Entries from a point labeling set:
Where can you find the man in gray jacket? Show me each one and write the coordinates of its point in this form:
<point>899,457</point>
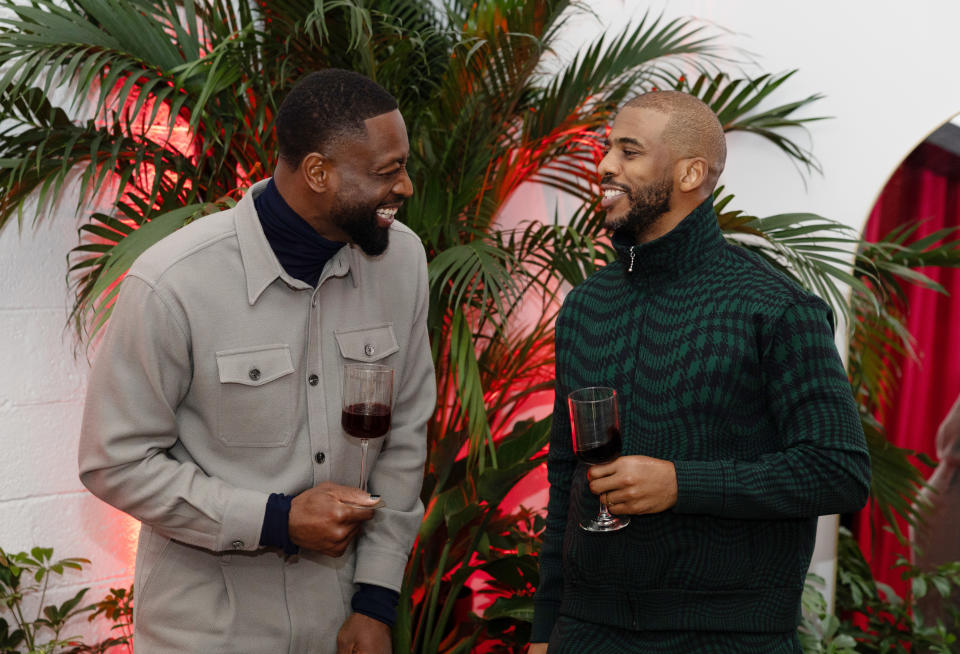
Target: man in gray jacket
<point>213,408</point>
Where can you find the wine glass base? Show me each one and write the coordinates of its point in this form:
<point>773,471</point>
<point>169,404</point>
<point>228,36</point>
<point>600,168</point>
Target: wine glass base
<point>379,504</point>
<point>602,523</point>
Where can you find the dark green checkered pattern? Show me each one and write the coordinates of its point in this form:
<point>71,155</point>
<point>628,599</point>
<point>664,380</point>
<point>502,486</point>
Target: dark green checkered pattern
<point>575,637</point>
<point>729,369</point>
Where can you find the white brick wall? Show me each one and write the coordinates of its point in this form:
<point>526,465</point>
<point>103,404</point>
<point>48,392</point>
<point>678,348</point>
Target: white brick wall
<point>42,503</point>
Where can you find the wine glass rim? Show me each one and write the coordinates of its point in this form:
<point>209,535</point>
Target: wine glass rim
<point>605,398</point>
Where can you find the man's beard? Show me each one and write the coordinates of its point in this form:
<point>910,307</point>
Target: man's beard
<point>360,224</point>
<point>647,204</point>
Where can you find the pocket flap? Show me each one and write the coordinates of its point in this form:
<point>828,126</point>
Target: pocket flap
<point>254,366</point>
<point>367,343</point>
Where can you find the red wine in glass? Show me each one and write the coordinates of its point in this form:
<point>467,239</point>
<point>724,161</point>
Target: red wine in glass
<point>603,452</point>
<point>367,406</point>
<point>366,420</point>
<point>595,423</point>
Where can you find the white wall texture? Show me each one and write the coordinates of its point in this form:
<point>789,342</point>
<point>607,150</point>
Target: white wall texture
<point>885,67</point>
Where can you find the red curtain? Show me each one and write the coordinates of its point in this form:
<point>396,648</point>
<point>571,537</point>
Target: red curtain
<point>925,187</point>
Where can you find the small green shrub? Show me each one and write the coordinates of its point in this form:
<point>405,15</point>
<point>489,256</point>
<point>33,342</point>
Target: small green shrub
<point>24,574</point>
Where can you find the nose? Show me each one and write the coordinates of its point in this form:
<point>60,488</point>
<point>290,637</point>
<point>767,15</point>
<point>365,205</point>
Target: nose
<point>403,187</point>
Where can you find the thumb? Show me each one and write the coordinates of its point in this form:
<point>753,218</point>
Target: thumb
<point>356,496</point>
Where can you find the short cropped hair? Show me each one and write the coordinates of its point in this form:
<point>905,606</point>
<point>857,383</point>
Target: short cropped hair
<point>326,106</point>
<point>692,129</point>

## Written exercise
Copy out the entries above word for word, starting at the line that contains "Where can you find the red wine" and ending with the last line of the entries.

## Complete answer
Where can you find the red wine in glass? Show me each one and write the coordinates of its point in this form:
<point>467,239</point>
<point>724,161</point>
Target: red wine in glass
<point>603,452</point>
<point>367,406</point>
<point>366,420</point>
<point>595,423</point>
Where can you find the white wall texture? Show me each one and write the coordinates of its point in this form:
<point>789,342</point>
<point>607,150</point>
Target: white wall texture
<point>885,67</point>
Where can you find the red curtain? Show me each one and write the coordinates of its point in this form:
<point>396,648</point>
<point>571,537</point>
Target: red curtain
<point>925,187</point>
Where can you find the small green shrub? Show me each one and write the coordinates of its point in this form:
<point>405,15</point>
<point>489,256</point>
<point>33,342</point>
Target: small green shrub
<point>24,574</point>
Where can you find the nose? Show me each one and write the coordinates of its point in this form:
<point>60,488</point>
<point>290,637</point>
<point>767,15</point>
<point>365,205</point>
Target: nose
<point>403,187</point>
Where can you find the thumb? Show me each one and write the coordinates of its point in this form:
<point>753,218</point>
Target: thumb
<point>356,496</point>
Where can you find the short cropped hair? Show me each one and write the coordinates of its point in this form:
<point>905,606</point>
<point>857,383</point>
Target: short cropped hair
<point>326,106</point>
<point>692,129</point>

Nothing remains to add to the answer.